* Problem details:
Copy out the lines again word for word, beginning with the line that contains "Note. One marker is placed on each instance of the minaret" and ending with the line that contains "[(419, 137), (112, 131), (317, 118)]", both included.

[Raw records]
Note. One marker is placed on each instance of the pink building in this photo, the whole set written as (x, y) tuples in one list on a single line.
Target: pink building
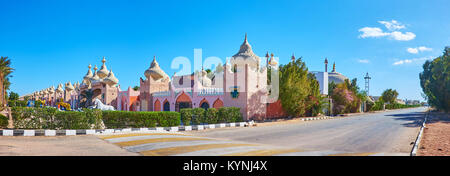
[(241, 82)]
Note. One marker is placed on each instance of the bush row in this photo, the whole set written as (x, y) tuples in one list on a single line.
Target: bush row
[(3, 121), (198, 116), (51, 118), (15, 103), (127, 119)]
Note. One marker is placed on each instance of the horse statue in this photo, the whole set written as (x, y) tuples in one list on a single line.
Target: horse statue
[(99, 105)]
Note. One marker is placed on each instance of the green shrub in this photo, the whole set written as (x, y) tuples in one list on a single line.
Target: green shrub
[(235, 114), (378, 106), (198, 116), (71, 120), (211, 116), (126, 119), (3, 121), (186, 116), (51, 118), (369, 106), (94, 117), (14, 103)]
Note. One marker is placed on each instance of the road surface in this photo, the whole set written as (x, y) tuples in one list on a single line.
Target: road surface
[(389, 133), (385, 133)]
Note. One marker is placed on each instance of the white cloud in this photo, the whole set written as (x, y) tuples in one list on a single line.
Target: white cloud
[(415, 60), (372, 32), (412, 50), (364, 61), (402, 36), (418, 49), (423, 48), (392, 25)]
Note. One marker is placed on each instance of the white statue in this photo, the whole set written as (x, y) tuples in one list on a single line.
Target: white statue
[(99, 105)]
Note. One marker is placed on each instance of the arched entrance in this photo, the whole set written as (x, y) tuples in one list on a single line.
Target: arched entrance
[(218, 104), (166, 106), (183, 101), (157, 106), (204, 104)]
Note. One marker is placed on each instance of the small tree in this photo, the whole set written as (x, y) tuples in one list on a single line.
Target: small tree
[(389, 96), (294, 87), (435, 81), (13, 96)]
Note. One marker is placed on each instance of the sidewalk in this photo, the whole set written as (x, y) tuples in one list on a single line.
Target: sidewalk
[(436, 136)]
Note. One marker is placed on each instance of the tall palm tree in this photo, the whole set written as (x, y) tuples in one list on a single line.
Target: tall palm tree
[(5, 74), (86, 98)]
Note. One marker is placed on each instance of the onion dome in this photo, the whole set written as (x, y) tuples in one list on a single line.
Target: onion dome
[(155, 71), (51, 90), (89, 74), (204, 79), (95, 77), (77, 86), (69, 87), (219, 68), (59, 89), (246, 55), (272, 61), (111, 80), (336, 77), (103, 72)]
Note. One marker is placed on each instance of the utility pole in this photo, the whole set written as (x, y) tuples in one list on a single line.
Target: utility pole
[(367, 78)]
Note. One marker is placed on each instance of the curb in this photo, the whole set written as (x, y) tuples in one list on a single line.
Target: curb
[(317, 118), (113, 131), (419, 137)]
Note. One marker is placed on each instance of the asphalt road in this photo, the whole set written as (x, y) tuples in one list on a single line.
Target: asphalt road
[(391, 133)]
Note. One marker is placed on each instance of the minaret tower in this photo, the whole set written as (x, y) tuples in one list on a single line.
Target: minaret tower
[(367, 78)]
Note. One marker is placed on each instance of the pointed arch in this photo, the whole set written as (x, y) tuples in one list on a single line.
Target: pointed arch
[(183, 101), (157, 106), (166, 105), (204, 104), (218, 104)]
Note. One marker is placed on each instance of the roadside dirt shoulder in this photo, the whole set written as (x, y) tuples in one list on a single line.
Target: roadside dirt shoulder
[(436, 136)]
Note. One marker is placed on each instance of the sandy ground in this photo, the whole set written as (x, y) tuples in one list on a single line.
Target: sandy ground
[(59, 146), (436, 137)]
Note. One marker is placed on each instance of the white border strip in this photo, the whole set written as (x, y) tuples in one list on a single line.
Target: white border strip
[(419, 137)]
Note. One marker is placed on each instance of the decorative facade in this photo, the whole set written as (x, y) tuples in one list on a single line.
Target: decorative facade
[(240, 82)]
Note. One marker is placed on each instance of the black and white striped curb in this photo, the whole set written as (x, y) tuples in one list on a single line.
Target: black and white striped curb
[(419, 137), (112, 131), (317, 118)]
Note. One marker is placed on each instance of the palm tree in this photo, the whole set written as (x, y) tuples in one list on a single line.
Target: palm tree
[(86, 98), (5, 74)]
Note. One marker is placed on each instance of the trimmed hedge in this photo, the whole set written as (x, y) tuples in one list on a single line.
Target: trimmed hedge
[(127, 119), (211, 116), (51, 118), (198, 116), (18, 103), (3, 121)]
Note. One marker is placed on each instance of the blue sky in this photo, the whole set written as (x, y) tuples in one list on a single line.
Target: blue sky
[(52, 42)]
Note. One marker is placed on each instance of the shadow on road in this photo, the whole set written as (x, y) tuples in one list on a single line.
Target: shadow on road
[(414, 119)]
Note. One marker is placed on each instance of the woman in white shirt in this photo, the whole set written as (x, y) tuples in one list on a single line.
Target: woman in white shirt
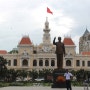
[(68, 77)]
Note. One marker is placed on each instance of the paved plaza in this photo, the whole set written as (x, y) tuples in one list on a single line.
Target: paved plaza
[(38, 88)]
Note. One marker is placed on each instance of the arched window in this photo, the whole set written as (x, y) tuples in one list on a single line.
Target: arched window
[(52, 63), (68, 63), (46, 63), (40, 63), (77, 62), (15, 62), (25, 62), (34, 63)]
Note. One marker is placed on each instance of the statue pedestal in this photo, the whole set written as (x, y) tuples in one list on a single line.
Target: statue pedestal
[(59, 79)]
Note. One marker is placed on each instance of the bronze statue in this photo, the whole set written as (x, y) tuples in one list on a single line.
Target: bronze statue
[(60, 51)]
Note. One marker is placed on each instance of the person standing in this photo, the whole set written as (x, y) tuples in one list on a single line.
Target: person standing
[(68, 77), (60, 50)]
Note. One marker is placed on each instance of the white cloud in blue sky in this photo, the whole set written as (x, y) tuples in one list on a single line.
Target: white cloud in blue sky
[(27, 17)]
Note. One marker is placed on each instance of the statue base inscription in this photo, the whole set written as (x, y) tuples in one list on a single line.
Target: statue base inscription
[(59, 79)]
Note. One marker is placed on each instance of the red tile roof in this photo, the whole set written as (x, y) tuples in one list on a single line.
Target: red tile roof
[(3, 52), (25, 40), (68, 41), (85, 53)]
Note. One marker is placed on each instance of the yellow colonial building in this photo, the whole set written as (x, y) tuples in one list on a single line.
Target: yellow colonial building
[(29, 56)]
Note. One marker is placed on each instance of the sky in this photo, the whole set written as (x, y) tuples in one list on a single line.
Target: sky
[(27, 17)]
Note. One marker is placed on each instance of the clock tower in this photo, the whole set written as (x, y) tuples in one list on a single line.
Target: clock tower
[(46, 35)]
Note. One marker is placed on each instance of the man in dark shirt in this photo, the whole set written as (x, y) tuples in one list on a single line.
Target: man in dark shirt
[(60, 50)]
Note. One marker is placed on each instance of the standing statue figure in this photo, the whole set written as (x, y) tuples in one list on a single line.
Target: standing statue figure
[(60, 51)]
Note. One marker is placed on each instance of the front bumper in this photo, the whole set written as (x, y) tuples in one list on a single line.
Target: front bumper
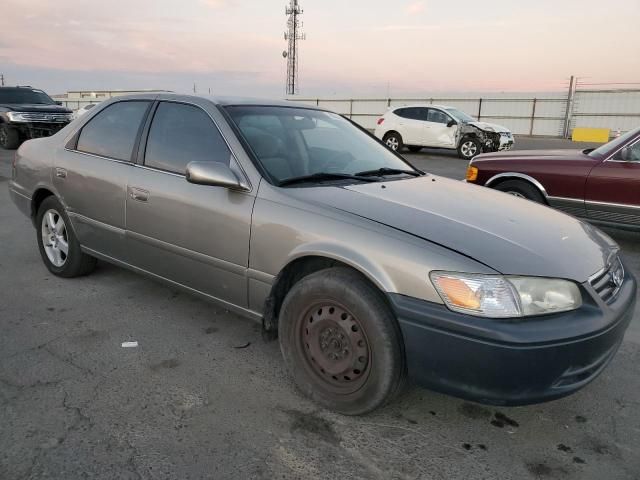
[(512, 362)]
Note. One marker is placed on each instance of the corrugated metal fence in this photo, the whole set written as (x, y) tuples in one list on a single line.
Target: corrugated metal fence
[(544, 114)]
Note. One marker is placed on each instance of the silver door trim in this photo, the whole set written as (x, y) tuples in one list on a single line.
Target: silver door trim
[(240, 270), (245, 312), (95, 223), (522, 176)]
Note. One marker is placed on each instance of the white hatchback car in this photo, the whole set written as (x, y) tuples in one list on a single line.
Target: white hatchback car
[(438, 126)]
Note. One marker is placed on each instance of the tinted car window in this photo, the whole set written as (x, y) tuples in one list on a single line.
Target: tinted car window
[(437, 116), (412, 113), (112, 132), (181, 134)]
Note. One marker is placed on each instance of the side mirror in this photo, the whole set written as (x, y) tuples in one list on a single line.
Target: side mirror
[(215, 174)]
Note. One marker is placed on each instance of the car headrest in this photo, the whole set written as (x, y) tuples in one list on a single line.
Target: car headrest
[(264, 144)]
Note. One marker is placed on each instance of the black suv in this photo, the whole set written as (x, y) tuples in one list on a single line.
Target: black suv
[(26, 113)]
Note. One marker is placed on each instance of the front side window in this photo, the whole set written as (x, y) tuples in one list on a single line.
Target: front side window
[(437, 116), (307, 142), (112, 132), (181, 134)]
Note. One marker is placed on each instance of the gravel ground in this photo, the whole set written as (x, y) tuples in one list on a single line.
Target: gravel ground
[(189, 403)]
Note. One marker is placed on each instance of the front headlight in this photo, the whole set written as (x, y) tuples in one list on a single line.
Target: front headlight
[(498, 296), (16, 117)]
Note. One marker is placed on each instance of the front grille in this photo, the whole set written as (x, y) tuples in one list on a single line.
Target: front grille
[(45, 117), (607, 283)]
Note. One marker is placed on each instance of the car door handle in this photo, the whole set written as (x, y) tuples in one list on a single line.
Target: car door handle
[(138, 194)]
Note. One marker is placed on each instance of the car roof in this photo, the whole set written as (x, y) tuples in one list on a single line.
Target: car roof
[(422, 105), (222, 100)]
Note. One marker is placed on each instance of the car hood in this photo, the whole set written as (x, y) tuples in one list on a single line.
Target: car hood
[(486, 126), (35, 107), (508, 234), (570, 154)]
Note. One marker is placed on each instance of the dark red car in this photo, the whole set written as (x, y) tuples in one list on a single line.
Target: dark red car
[(601, 185)]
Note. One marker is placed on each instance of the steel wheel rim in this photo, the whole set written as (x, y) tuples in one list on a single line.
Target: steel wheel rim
[(469, 149), (55, 240), (335, 347)]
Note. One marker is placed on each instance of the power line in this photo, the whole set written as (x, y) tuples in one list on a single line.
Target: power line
[(292, 35)]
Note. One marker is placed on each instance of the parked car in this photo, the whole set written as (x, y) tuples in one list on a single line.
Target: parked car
[(82, 110), (601, 185), (26, 113), (438, 126), (366, 267)]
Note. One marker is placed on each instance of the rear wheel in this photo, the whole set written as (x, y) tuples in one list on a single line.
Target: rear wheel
[(341, 342), (469, 147), (522, 189), (59, 247), (9, 137), (393, 140)]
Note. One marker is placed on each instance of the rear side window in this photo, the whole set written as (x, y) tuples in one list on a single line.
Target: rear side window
[(412, 113), (112, 132), (181, 134)]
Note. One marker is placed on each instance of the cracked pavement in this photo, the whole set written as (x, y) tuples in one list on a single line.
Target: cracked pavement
[(186, 404)]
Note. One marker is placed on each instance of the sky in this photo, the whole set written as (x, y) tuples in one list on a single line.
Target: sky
[(352, 48)]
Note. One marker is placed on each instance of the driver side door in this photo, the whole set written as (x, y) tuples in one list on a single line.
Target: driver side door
[(438, 132), (613, 188)]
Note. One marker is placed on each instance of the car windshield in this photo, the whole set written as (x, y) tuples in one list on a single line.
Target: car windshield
[(460, 116), (613, 144), (294, 142), (25, 95)]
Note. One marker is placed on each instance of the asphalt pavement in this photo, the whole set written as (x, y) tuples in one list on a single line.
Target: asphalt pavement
[(202, 396)]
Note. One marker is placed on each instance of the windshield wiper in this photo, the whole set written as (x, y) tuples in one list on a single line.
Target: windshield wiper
[(324, 176), (379, 172)]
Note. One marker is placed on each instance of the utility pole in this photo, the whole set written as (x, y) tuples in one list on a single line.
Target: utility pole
[(292, 35)]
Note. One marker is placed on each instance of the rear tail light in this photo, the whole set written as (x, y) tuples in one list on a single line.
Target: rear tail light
[(472, 173)]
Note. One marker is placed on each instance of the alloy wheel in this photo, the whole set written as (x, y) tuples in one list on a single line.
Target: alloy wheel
[(54, 238)]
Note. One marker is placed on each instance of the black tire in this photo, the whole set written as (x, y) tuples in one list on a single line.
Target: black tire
[(393, 141), (521, 188), (75, 262), (343, 304), (469, 147), (9, 137)]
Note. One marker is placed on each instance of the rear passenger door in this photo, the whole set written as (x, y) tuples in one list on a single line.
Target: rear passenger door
[(195, 235), (411, 124), (91, 175)]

* Exercise solution:
Note. One marker is placed on each instance of the minaret tower in this photo, the whole set written as (x, y) tuples in one list on a single line.
Target: minaret tower
[(367, 78)]
Note. One marker is placed on each instance of the pointed arch in this photo, the whole set written as (x, y) tuples in one list on a single line.
Target: pointed arch
[(183, 101), (157, 106), (166, 105), (204, 104), (218, 104)]
Note. One marker is placed on each instance of the roadside dirt shoulder in this photo, the whole set written as (x, y) tuples in one list on a single line.
Target: roadside dirt shoulder
[(436, 136)]
Note. One marker is placed on each instance of the sandy ground in this photo, the whole set written as (x, y) tuples in one list on a single line.
Target: sandy ground
[(59, 146), (436, 137)]
Note. One marker is placed on each instance of the white border strip in this photo, the whole set written as (x, y) tuples in one list on a single line.
Target: white border strip
[(419, 137)]
Note. One marker is placed on each instance of the decorative facade in this photo, the whole set written as (x, y) tuples in one list on a single line.
Target: decorative facade
[(240, 82)]
Note. One marker is placed on each instance of the black and white striped curb in this photo, the whole set written as (x, y) tuples in one list on a single line.
Target: black and white striped curb
[(419, 137), (112, 131), (317, 118)]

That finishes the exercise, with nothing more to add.